→ Your instructions: Among the lines below, how many have the word "panel"? The reply is that number alone.
*** Data to examine ***
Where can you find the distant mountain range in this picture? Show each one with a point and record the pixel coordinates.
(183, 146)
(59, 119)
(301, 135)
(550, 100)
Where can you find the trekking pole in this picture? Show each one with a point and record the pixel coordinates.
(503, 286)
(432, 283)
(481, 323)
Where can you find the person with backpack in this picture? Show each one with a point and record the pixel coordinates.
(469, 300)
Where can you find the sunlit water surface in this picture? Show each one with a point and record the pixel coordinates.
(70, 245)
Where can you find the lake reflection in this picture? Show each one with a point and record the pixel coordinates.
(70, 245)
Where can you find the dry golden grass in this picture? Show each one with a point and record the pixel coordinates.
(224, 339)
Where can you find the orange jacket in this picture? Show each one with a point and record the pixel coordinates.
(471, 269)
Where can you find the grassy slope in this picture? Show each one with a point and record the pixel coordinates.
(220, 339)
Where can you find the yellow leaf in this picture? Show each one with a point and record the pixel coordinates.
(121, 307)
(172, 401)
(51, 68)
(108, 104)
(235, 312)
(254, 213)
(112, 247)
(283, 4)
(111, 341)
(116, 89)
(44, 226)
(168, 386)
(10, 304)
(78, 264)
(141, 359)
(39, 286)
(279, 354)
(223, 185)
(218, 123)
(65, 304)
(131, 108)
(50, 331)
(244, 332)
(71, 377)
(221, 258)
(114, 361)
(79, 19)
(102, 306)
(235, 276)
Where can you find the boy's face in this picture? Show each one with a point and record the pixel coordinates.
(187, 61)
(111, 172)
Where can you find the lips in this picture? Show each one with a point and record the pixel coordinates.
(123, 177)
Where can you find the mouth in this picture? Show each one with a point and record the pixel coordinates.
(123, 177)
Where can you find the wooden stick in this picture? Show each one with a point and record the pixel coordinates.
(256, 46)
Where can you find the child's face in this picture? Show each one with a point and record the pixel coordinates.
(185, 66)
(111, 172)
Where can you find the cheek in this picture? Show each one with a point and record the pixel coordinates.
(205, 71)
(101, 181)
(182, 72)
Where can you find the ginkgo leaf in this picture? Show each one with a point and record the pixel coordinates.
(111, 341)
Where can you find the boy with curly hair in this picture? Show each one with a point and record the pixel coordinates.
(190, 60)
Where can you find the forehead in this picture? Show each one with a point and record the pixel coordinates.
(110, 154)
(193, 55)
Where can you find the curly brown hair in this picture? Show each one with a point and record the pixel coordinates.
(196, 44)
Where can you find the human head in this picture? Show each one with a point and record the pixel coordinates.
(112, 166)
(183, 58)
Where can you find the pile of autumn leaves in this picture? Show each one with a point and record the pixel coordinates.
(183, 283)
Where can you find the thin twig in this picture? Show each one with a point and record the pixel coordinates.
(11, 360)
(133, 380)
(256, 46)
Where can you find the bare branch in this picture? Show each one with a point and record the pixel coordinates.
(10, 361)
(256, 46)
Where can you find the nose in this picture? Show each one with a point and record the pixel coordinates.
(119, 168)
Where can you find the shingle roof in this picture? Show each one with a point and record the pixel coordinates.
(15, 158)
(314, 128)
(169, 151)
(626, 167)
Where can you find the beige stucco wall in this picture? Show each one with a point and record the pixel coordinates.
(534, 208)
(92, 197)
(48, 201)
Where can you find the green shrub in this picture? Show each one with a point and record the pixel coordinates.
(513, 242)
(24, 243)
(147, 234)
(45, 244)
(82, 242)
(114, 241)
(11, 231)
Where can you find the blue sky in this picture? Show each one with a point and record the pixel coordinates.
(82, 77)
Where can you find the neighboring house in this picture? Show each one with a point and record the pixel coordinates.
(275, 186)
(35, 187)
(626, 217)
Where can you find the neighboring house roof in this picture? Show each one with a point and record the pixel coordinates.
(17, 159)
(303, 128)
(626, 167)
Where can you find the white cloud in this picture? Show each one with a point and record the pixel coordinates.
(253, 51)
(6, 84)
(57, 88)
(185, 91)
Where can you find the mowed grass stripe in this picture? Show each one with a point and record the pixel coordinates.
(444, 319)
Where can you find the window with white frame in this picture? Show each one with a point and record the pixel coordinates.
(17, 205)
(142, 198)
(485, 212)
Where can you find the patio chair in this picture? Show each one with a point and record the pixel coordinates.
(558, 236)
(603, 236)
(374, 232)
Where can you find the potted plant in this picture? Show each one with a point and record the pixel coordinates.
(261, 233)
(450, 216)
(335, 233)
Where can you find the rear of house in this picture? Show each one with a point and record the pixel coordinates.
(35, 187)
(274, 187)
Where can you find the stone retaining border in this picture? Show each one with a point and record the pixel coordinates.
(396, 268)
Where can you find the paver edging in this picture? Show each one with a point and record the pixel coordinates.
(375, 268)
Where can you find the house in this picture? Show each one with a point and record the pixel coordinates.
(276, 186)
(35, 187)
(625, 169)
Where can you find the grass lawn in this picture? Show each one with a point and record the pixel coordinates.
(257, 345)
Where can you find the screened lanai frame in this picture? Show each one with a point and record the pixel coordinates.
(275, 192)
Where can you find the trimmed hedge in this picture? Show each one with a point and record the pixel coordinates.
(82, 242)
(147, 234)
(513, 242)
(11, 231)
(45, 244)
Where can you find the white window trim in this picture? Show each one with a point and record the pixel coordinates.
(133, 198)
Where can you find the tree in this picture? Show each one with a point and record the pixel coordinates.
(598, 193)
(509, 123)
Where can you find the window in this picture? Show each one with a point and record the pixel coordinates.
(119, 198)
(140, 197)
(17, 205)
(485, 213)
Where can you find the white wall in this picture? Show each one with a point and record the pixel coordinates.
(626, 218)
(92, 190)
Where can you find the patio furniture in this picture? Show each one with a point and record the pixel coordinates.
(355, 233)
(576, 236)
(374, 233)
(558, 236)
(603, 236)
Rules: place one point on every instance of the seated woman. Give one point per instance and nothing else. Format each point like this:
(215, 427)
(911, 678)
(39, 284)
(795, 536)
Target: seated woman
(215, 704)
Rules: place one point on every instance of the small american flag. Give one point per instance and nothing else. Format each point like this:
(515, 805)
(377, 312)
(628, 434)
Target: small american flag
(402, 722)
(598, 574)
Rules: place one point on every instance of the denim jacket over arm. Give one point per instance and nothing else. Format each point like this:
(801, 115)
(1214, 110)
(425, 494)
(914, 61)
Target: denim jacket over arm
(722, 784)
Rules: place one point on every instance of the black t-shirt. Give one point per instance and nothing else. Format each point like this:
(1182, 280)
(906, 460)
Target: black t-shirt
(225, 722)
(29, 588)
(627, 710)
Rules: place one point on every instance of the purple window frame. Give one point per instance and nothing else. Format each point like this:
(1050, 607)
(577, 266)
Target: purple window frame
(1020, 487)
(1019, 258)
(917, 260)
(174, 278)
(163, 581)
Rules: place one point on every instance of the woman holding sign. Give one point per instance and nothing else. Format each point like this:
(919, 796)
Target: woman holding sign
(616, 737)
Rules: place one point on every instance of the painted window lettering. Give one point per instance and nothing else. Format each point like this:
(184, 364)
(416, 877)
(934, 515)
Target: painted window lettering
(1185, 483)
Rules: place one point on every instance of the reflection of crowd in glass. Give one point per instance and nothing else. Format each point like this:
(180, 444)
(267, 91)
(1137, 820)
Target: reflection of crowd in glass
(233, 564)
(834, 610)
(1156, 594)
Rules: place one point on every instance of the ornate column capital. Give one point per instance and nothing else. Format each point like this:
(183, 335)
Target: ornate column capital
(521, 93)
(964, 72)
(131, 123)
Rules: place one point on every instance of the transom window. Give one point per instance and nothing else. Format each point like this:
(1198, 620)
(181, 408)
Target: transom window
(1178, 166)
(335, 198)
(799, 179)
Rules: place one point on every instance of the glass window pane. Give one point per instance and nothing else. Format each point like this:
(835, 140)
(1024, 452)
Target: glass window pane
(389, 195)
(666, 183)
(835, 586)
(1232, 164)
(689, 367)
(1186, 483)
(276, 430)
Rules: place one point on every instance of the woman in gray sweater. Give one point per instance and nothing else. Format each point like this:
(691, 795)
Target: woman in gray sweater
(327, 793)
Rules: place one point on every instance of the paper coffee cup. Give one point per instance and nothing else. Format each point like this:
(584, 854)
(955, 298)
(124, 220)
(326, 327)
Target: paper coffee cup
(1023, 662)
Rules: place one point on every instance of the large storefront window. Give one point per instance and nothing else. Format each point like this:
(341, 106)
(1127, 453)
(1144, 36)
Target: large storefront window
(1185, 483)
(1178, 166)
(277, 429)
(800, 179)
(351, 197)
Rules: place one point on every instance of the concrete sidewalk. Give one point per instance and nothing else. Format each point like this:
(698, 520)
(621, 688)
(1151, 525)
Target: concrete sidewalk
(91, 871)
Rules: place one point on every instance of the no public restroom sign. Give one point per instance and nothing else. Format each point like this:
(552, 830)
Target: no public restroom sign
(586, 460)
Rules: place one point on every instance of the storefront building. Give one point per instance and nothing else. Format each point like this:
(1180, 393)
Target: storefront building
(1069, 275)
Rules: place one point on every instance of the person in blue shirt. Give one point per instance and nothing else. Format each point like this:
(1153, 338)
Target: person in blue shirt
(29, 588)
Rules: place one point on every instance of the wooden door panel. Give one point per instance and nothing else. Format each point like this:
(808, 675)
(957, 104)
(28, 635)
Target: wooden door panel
*** End of Data to examine ***
→ Output below: 2